── Record extracts ──

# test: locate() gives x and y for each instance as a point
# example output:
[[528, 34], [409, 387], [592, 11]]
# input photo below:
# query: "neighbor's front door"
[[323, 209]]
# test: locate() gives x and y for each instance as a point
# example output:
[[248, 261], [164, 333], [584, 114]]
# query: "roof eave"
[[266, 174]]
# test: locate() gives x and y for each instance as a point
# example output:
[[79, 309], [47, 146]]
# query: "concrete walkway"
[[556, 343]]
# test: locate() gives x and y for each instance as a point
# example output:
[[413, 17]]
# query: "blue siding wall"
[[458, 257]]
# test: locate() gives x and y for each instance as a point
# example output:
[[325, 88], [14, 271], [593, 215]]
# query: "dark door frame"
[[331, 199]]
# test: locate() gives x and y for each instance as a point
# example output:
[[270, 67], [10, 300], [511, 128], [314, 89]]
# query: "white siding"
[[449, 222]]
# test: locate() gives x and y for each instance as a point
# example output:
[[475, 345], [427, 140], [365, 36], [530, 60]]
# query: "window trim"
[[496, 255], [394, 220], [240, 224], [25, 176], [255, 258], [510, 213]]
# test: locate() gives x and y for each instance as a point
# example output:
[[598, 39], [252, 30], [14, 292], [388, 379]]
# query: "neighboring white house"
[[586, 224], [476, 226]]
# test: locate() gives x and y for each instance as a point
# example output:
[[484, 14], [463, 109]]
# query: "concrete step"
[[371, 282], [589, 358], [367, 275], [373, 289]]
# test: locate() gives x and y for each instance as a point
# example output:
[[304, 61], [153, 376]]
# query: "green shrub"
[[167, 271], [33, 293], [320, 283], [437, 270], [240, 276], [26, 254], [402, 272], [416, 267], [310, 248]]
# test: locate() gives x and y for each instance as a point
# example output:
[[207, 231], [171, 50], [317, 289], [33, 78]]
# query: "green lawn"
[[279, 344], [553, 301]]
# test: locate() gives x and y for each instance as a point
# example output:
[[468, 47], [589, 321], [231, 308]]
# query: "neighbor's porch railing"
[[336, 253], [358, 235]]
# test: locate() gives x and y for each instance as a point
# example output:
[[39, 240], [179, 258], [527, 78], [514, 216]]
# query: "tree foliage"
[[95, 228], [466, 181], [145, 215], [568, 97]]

───

> _Requirement_
Edit the material from its first line through the line containing "[[331, 199]]" by replacing "walkway" with "sidewalk" and leaving everything else unchanged.

> _Worked solution_
# test: locate() gives x and y for each instance as a point
# example output:
[[528, 34], [409, 387], [592, 11]]
# input photo below:
# query: "neighbor's front door"
[[323, 209]]
# test: locate() gives x and y for each instance as a point
# example output:
[[248, 261], [164, 333], [584, 114]]
# query: "roof eave"
[[266, 174]]
# test: locate() gives x and y for each instance as a point
# example output:
[[79, 309], [47, 146]]
# query: "concrete sidewalk"
[[556, 343]]
# test: locate() gives x and y for each instance as a point
# example output:
[[413, 17]]
# query: "blue siding wall"
[[458, 257]]
# test: locate() gives x and y for each instance as a point
# example output:
[[325, 88], [14, 271], [593, 215]]
# query: "dark door frame"
[[331, 199]]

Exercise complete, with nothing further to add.